◆ Selection:
# Anyone read Star Trek novels?



## Krista D. Ball (Mar 8, 2011)

I need someone to talk to about the Typhon Pact books!   I know you're out there. Don't be shy!


----------



## telracs (Jul 12, 2009)

crebel pointed me to this thread, but unfortunately, I'm a TOS fan and haven't read the Typhon Pact books.


----------



## Krista D. Ball (Mar 8, 2011)

Oh! There is some TOS stuff in Typhon. I believe it's #3 that has Spock and Sisko (though they aren't really working together). Spock's side quest is about unification...


----------



## Ann in Arlington (Oct 27, 2008)

The only ones I've read were quite juvenile in style and didn't really appeal to me, sorry.  No idea whether they were "Typhon" or not.


----------



## Krista D. Ball (Mar 8, 2011)

Ann in Arlington said:


> The only ones I've read were quite juvenile in style and didn't really appeal to me, sorry. No idea whether they were "Typhon" or not.


Don't make me glare!

Some I don't like. I do like the current "season 8" if you will of Deep Space 9 and the TNG continuation ones. I never liked the ones that take place during the show, or are based on episodes.

Also, I love all of the David Mack books, so I read those.


----------



## Scott Pixello (May 4, 2013)

Read, no. Written, kind of.
_Live Long & Prospero _ takes Star Trek mythology and mixes it up with elements of YA comedy, romance, political satire and Shakespeare's _The Tempest_. I realise it's a pretty saturated genre.


----------



## Ann in Arlington (Oct 27, 2008)

Krista D. Ball said:


> Don't make me glare!
> 
> Some I don't like. I do like the current "season 8" if you will of Deep Space 9 and the TNG continuation ones. I never liked the ones that take place during the show, or are based on episodes.
> 
> Also, I love all of the David Mack books, so I read those.




See, and I _like_ Star Trek. All series. Even Voyager, which many hard cor fans abhor. It did get a bit weird at the end, though. I even thought the Prequel series _Enterprise_ started out good but then there was too much stuff they did that wasn't part of the extant 'canon' and they didn't really explain why the differences. They did that well with the new movies, I think.

But _reading_ them? Sorry.  I'd be happy to have recommended to me books that are. . . .we'll say 'grown up'. . . .and well written and give it 'em a try.


----------



## Krista D. Ball (Mar 8, 2011)

There isn't an emote that adequately expresses my feelings


----------



## Krista D. Ball (Mar 8, 2011)

Scott Pixello said:


> Read, no. Written, kind of.
> _Live Long & Prospero _ takes Star Trek mythology and mixes it up with elements of YA comedy, romance, political satire and Shakespeare's _The Tempest_. I realise it's a pretty saturated genre.

[Photo object pointing records]
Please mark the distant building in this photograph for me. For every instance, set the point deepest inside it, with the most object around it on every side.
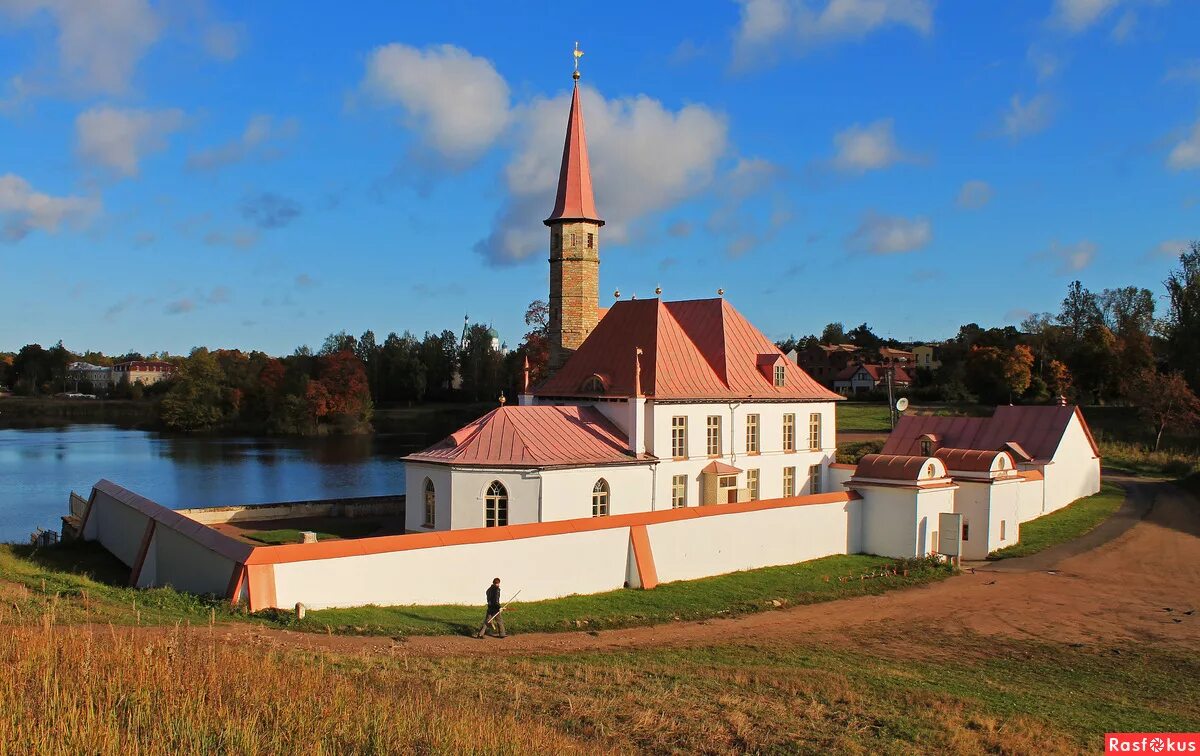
(99, 376)
(147, 372)
(825, 361)
(895, 357)
(856, 378)
(925, 355)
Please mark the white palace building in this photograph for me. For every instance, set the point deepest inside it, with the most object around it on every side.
(671, 441)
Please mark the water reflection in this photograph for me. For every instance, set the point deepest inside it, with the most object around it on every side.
(40, 467)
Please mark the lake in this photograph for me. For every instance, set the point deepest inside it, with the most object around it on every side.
(40, 467)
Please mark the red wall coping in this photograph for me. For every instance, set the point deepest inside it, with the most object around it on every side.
(384, 544)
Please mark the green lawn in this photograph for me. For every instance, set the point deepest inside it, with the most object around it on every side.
(725, 595)
(855, 417)
(292, 535)
(1065, 525)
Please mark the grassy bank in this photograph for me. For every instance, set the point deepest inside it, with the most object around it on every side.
(726, 595)
(119, 691)
(30, 412)
(1065, 525)
(1140, 460)
(78, 583)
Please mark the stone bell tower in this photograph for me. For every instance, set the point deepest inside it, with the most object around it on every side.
(574, 244)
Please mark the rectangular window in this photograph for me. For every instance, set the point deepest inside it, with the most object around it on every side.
(679, 437)
(714, 436)
(678, 491)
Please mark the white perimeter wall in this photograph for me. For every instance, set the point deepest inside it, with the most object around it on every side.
(702, 546)
(541, 568)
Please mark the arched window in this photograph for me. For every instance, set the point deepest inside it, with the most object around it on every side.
(496, 505)
(600, 498)
(431, 501)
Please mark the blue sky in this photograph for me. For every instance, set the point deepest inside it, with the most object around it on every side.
(257, 175)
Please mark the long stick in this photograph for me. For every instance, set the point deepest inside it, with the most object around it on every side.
(503, 607)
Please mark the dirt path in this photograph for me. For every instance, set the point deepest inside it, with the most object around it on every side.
(1139, 586)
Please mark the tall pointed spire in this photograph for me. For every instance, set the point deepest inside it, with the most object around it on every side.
(575, 201)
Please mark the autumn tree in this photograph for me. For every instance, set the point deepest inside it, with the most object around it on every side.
(1182, 324)
(1018, 370)
(1167, 402)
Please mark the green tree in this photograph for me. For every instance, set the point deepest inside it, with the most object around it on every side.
(1182, 324)
(197, 401)
(833, 334)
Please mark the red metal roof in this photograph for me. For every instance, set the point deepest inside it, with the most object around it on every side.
(969, 460)
(876, 372)
(697, 349)
(575, 201)
(533, 436)
(1037, 430)
(891, 467)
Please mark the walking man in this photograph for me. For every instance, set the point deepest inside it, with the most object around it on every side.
(493, 617)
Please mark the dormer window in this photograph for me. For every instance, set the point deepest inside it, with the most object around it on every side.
(594, 384)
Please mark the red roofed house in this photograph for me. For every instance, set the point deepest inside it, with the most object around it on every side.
(856, 378)
(657, 406)
(1053, 442)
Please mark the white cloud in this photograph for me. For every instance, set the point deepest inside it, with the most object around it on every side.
(867, 148)
(99, 43)
(1188, 71)
(1077, 16)
(882, 234)
(645, 157)
(455, 100)
(1186, 155)
(1169, 249)
(1047, 65)
(1072, 257)
(24, 210)
(798, 25)
(1125, 28)
(259, 139)
(975, 195)
(117, 139)
(1027, 118)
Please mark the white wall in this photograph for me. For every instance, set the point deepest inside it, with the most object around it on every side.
(541, 568)
(184, 564)
(889, 520)
(117, 526)
(930, 504)
(1031, 499)
(567, 493)
(1075, 471)
(703, 546)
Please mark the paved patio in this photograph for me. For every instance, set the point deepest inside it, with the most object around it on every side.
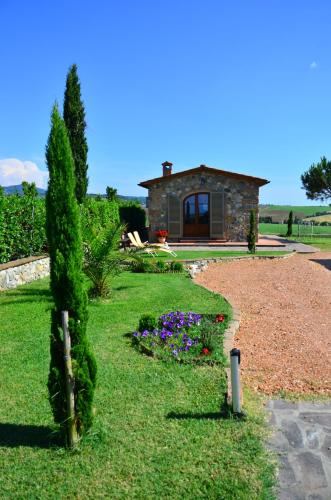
(265, 243)
(302, 441)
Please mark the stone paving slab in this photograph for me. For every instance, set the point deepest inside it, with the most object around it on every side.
(302, 443)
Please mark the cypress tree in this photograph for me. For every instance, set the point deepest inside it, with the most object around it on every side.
(74, 118)
(251, 237)
(65, 250)
(290, 224)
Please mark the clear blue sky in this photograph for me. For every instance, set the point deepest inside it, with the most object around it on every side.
(242, 86)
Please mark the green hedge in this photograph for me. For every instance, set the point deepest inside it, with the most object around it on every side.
(22, 223)
(99, 211)
(22, 227)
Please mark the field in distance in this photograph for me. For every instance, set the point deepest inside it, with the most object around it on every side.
(280, 212)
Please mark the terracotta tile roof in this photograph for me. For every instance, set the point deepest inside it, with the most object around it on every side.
(204, 168)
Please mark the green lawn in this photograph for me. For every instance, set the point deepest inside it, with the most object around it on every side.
(157, 432)
(324, 244)
(281, 229)
(211, 254)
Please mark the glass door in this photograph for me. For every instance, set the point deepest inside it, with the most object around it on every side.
(196, 215)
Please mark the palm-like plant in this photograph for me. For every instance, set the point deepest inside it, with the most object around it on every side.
(102, 258)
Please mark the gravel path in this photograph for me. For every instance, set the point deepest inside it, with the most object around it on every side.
(285, 332)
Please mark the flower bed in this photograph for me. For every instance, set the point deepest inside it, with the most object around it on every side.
(186, 337)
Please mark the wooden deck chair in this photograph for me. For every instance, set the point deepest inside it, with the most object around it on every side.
(165, 248)
(138, 244)
(162, 247)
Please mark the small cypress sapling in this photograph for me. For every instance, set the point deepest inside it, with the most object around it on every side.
(290, 224)
(251, 237)
(66, 257)
(2, 230)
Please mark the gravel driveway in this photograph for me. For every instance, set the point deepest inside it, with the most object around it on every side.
(285, 332)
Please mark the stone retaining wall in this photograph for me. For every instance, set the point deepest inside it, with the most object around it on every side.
(23, 271)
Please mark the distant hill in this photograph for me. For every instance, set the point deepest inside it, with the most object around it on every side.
(42, 192)
(280, 212)
(18, 189)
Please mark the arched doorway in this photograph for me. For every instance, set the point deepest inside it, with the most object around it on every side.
(196, 212)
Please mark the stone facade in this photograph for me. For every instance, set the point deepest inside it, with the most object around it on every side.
(13, 274)
(239, 195)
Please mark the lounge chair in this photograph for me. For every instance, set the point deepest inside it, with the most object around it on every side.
(163, 247)
(137, 243)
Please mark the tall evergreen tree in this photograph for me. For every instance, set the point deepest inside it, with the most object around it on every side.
(251, 237)
(290, 224)
(74, 118)
(65, 250)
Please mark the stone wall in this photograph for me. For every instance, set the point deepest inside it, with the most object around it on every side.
(240, 196)
(23, 271)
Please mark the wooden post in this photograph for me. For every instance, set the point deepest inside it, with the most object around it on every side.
(71, 424)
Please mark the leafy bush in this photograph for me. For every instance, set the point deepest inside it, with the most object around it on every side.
(99, 212)
(142, 265)
(133, 216)
(176, 267)
(102, 258)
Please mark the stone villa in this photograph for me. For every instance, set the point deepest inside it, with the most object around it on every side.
(202, 203)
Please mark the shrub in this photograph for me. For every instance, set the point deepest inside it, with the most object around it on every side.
(133, 216)
(142, 266)
(102, 258)
(22, 226)
(147, 322)
(176, 267)
(99, 212)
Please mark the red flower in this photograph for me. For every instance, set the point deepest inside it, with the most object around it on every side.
(219, 318)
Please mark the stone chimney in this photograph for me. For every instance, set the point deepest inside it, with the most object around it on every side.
(166, 168)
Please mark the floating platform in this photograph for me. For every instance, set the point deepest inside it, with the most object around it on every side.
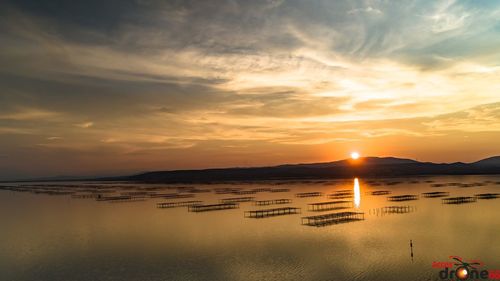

◆ Goal of the exercise:
Continue the forum thread on Star Trek novels, picking up right after its final quoted post.

◆ Answer to the problem:
----------



## Ann in Arlington (Oct 27, 2008)

Krista D. Ball said:


> There isn't an emote that adequately expresses my feelings


So, you have nothing to recommend to me?


----------



## Krista D. Ball (Mar 8, 2011)

If you liked the Borg, I strongly recommend David Mack's Destiny series:



If you like Riker and Troi, but want somewhere other than the Enterprise, they have their own series. Riker has a ship called Titan, and it's a fun series. It would make a great TV show, I think:


----------



## Ann in Arlington (Oct 27, 2008)

Thanks!

But. . . how can anyone like the BORG!    

Seriously, though, I clicked through on _Destiny_. Not much write up.  But I'll sample. 

Sorry, not really interested in Riker and Troi. . . of the Enterprise D crew they are probably my two least favorite people. Well, excepting Wesley Crusher who was just insufferable.


----------



## David Clarkson (Apr 20, 2013)

I once read a Star Trek/Xmen crossover novel. It was as terrible as it sounds. Worf and Wolverine had a ridiculous rivalry/mutual respect thing going on, Picard and Storm seemed to be an item (!!!) and the characters even commented on the remarkable likeness between Professor X and the Captain of the Enterpise. It was part of a series and I would dare anybody to take a look, if only for comedy purposes.


----------



## Ann in Arlington (Oct 27, 2008)

There was a Star Trek/Doctor Who crossover I saw advertised not too long ago as well. . . . . I wasn't really willing to bite on that.


----------



## Chad Winters (Oct 28, 2008)

I don't understand crossovers.


----------



## Krista D. Ball (Mar 8, 2011)

Ann in Arlington said:


> There was a Star Trek/Doctor Who crossover I saw advertised not too long ago as well. . . . . I wasn't really willing to bite on that.


I didn't read it, but some comic friends did and loved it.


----------



## Krista D. Ball (Mar 8, 2011)

Ann in Arlington said:


> Thanks!
> 
> But. . . how can anyone like the BORG!
> 
> ...


Hmm...ok who were your favourite people? 

While the Voyager relaunch is good, I'm pretty peeved at something that happens, so I refuse to recommend it


----------



## Michael Murray (Oct 31, 2011)

I really liked The Return by Shatner.


----------



## Ann in Arlington (Oct 27, 2008)

Krista D. Ball said:


> Hmm...ok who were your favourite people?
> 
> While the Voyager relaunch is good, I'm pretty peeved at something that happens, so I refuse to recommend it


I like Picard. Also Data and Geordi. And Guinan. And Lwaxana was always good for some fun. 

on DS9 I like Odo and Jadzia Dax and the Ferengis. Sisko is often too intense and the long war story arc wasn't as interesting to me.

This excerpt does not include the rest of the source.